## [EXCERPT TO READ]
--

Learning to design your own PCBs and being able to put together a schematic to solve a specific problem is both a valuable and rewarding skill. There are a number of resources out there to help you avoid common mistakes, but it isn’t always obvious to know where the values of certain common components come from, particularly common parts like resistors and capacitors. Figuring this out is part of the learning process, but it isn’t always easy to know where to look since you first need to know exactly the right terms to search for.
One good example that I haven’t seen a lot of attention paid to is deciding which crystal to use for your board and which caps go with it. Most people just copy and paste what they found on some other schematic (“12MHz + 22pF? … sounds good!”). Unfortunately, if you want to get accurate and stable results out of the crystal, you need to match the capacitors to the specific crystal you chose, and it varies from model to model even with the same manufacturer. Fortunately, it’s trivial to calculate the right capacitors for your crystal.
A 12MHz crystal that I use quite a bit is the NX3225SA-12.000000MHZ from NDK. It’s a good size, stable (+/-15 ppm), and easy to find. I use the more expensive +/-15 ppm model for better input to the PLL, but if you don’t use the right capacitors along with the crystal your signal will never be anything remotely close to +/-15ppm and you may as well buy a much cheaper crystal.
So how do you know which capacitors to use? Easy. Every crystal datasheet lists something called the Load Capacitance (CL). In the case of the crystal above, it’s 8 pF. C1 and C2 need to match this Load Capacitance, with the following formula being the key:
CL = (C1 * C2) / (C1 + C2) + Cstray
C1 and C2 are the two capacitors that you see attached to the crystal, but you might be wondering what Cstray is. Unfortunately, every trace, every lead on your component, just about everything on your PCB has some stray capacitance. The total of these values is represented by Cstray. You can usually guestimate this in the neighbourhood of 2-5pF as long as you follow good layout practice and keep the trace from the crystal to the pins on the MCU as short as possible with no vias, etc.
We know CL since it’s stated in the crystal datasheet (8 pF), and we know Cstray (say ~5 pF), so all we need to do is test our value for C1 and C2 to make sure that it will match CL taking into account Cstray. A commonly tossed around rule of thumb is to start with a pair of capacitors two times the CL of the crystal, which will get you to CL. In this case, that would be 2*8 pF = 16pF for the capacitors. Unfortunately, this ignores the stray capacitance (Cstray), and won’t give you the best results. Even if you are guestimating Cstray you will get better results taking it into account, but it means just using a capacitor 2* CL won’t work:
CL = 8 pF
C1, C2 = 16 pF
Cstray = 5pF
(16 pF * 16 pF)/(16 pF + 16 pF) + 5 pF= 13 pF
13pF is much too high to get the best results from your crystal. If instead of 16pF, we take a lower 6 pF value this will give much better results:
(6pF * 6pF)/(6 pF + 6 pF) + 5 pF =8 pF
If you think the stray capacitance is a bit lower, say 3pF, you might try a 10pF capacitor:
(10 pF * 10 pF)/(10 pF + 10 pF) + 3 pF = 8pF
There’s an obvious tradeoff between choosing a standard capacitor value, and having a good idea of what your Cstray is, but the above formula should at least explain HOW to determine what value those capacitors should be relative to your crystal. Even using a ballpark Cstray plus good layout should give you far more accurate results than just copying and pasting a value you saw on another schematic unless you’re using the exact same crystal model (which is unlikely since they are rarely even listed in the schematic).

--

(Dataset records on object locations)
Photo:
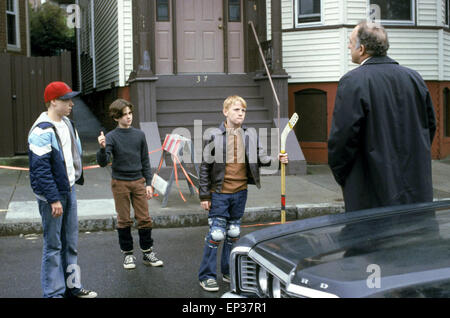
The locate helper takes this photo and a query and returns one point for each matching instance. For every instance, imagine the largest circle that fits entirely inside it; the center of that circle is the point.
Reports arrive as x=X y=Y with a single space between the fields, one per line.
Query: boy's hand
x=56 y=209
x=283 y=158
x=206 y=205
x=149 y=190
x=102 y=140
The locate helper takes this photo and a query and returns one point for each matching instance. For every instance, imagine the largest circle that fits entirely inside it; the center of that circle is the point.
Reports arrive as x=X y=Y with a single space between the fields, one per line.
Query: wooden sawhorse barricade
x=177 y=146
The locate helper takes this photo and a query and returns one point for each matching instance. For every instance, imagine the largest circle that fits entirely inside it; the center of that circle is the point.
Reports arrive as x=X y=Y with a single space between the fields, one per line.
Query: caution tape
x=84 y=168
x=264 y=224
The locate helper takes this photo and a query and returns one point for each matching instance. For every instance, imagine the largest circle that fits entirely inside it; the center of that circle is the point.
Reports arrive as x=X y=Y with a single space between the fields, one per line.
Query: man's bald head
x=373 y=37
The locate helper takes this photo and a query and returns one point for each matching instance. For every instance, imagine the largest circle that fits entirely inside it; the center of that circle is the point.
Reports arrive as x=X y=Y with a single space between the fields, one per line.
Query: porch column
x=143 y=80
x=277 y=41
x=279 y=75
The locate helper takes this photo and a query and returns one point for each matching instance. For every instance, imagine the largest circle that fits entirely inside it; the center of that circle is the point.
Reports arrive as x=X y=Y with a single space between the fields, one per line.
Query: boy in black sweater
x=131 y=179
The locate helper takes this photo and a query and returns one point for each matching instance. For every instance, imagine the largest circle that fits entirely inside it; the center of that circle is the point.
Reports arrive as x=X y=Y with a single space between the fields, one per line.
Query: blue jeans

--

## [WHAT YOU WILL DO]
#1 Summarize the crystal capacitor article in two sentences.
#2 Quote the crystal capacitor article word for word, beginning at the words "Learning to design" and stopping after the words "to search for.".
#3 Extend the crystal capacitor article, starting after its final sentence.

## [RESPONSES IN ORDER]
#1 The capacitors paired with a crystal must be matched to that crystal's Load Capacitance (CL), which its datasheet lists, using the formula CL = (C1 * C2) / (C1 + C2) + Cstray, where Cstray is the board's stray capacitance, usually estimated at 2-5 pF with good layout. The common rule of choosing capacitors at twice CL ignores Cstray and gives too high a value, so for an 8 pF crystal, 6 pF capacitors fit about 5 pF of stray capacitance and 10 pF capacitors fit about 3 pF.

#2
Learning to design your own PCBs and being able to put together a schematic to solve a specific problem is both a valuable and rewarding skill. There are a number of resources out there to help you avoid common mistakes, but it isn’t always obvious to know where the values of certain common components come from, particularly common parts like resistors and capacitors. Figuring this out is part of the learning process, but it isn’t always easy to know where to look since you first need to know exactly the right terms to search for.

#3
A better rule of thumb is: C1, C2 = 2*CL – 2*Cstray
Further Reading
AN2867 – Oscillator design guide (ST Microcontrollers)
A handy tip I got from a Microchip guy a while ago is that a ‘happy’ oscillator has a similar amplitude on each side of the crystal. You ideally need to use a low capacitance probe (e.g. x100) to avoid the probe affecting things too much.
This is very helpful information. Thank you.
I have a further question – don’t you have to take the parasitic input capacity of the pins of the driven chip into account aswell?
Georg: That would be included in the stray capacitance … it’s basically a sum of everything between the output of the crystal and the input to the PLL inside the chip, including the parasitic capacitance of any pins or leads on any discrete components, etc. You can look in the datasheets to add all the little bits up, but ~5pF is a pretty good rule of thumb.
thanks for this Information – i also found out that quite a number of datasheets don’t give information about the capacity of the XIN Pins ..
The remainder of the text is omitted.